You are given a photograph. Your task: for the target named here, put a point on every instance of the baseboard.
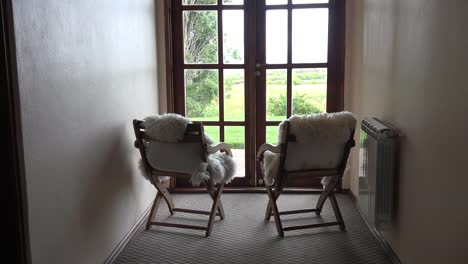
(383, 243)
(127, 237)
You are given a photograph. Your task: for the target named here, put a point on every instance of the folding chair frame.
(281, 179)
(194, 133)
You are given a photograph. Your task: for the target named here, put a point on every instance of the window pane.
(212, 132)
(233, 36)
(309, 35)
(276, 97)
(233, 2)
(201, 95)
(310, 1)
(309, 91)
(199, 2)
(272, 135)
(276, 36)
(235, 138)
(234, 86)
(200, 36)
(276, 2)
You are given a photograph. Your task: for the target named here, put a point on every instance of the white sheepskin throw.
(164, 152)
(166, 127)
(320, 140)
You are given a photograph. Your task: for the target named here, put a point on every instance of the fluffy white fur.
(322, 129)
(171, 128)
(219, 167)
(166, 127)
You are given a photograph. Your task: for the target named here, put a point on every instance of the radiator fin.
(377, 171)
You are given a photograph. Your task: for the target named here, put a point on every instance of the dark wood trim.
(212, 7)
(15, 214)
(223, 123)
(255, 99)
(131, 233)
(219, 66)
(296, 65)
(291, 5)
(380, 238)
(169, 57)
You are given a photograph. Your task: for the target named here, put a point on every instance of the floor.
(245, 237)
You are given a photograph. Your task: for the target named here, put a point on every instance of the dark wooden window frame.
(256, 100)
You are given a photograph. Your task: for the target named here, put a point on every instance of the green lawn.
(234, 111)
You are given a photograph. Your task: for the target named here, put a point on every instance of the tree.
(201, 46)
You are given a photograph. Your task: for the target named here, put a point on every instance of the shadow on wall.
(112, 180)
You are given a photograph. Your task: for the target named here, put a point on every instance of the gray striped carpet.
(245, 237)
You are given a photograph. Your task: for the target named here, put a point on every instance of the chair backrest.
(183, 156)
(316, 141)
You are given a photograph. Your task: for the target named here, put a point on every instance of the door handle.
(258, 69)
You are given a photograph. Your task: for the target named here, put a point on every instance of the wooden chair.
(283, 174)
(194, 135)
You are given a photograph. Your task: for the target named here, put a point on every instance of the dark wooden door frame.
(174, 10)
(334, 64)
(335, 101)
(13, 179)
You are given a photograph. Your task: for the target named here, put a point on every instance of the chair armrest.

Goal of the exercise: Could you reproduce every record above exactly, leaving out the pictures?

Task response:
You are given a photograph. Your task: for the target named here, put a point on every instance of the baseboard.
(383, 243)
(127, 237)
You are given a photograph. Your task: for the target named here, put a point on every instance of the folding chair frame.
(281, 179)
(194, 133)
You are given a photograph. Your task: for the target named here, put a point on every instance of the window pane.
(212, 132)
(233, 36)
(309, 35)
(276, 97)
(233, 2)
(201, 95)
(310, 1)
(309, 91)
(199, 2)
(272, 135)
(276, 36)
(235, 138)
(234, 86)
(200, 36)
(276, 2)
You are given a photograph. Your task: for the target named here, put a point on every instance of the white sheepskin throw.
(164, 152)
(166, 127)
(320, 140)
You are given a photograph. Your task: for the target named here, put a point on every instance of the fluffy white fur.
(322, 129)
(171, 128)
(219, 167)
(166, 127)
You are given a photograph. Your task: for the target named here, put a point on every instance of the radiator fin.
(377, 171)
You are given a photograph. Your task: for the target named here, put a point on every instance of the dark wood trim.
(212, 7)
(15, 214)
(223, 123)
(255, 99)
(131, 233)
(219, 66)
(296, 65)
(291, 5)
(380, 238)
(169, 57)
You are given a photograph. Your task: for the target named here, put a point on every instance of the floor.
(245, 237)
You are given a photograph. Your task: for the target named here, put a point on every instance of the dark wooden window frame.
(256, 100)
You are given a photograph. Your task: for the target named here, put a point on every instance of the green lawn.
(234, 111)
You are given a photograph. Your task: for the target named here, put a point on every instance of the tree.
(201, 46)
You are given a photograph. Your task: for the target named here, put a point on every instance of the shadow on wall.
(112, 180)
You are given a photograph. Your task: for the target named here, put a point on every instance of the gray striped carpet.
(245, 237)
You are given a photograph. Your task: for the target named here, put a point on every instance of the chair backrest.
(183, 156)
(316, 141)
You are given a photograph. Your task: for the target named here, put a point on every instance of the door handle.
(258, 69)
You are given a photograph. Your task: for the target named here, put a point on every instance of the wooden chair.
(283, 174)
(194, 135)
You are given a photograph. Your task: for the target named here, put a point on every instance of the dark wooden door frame.
(174, 10)
(334, 64)
(335, 101)
(13, 179)
You are given a photograph. Your task: for the target named here, put a point on every instance of the chair armrest.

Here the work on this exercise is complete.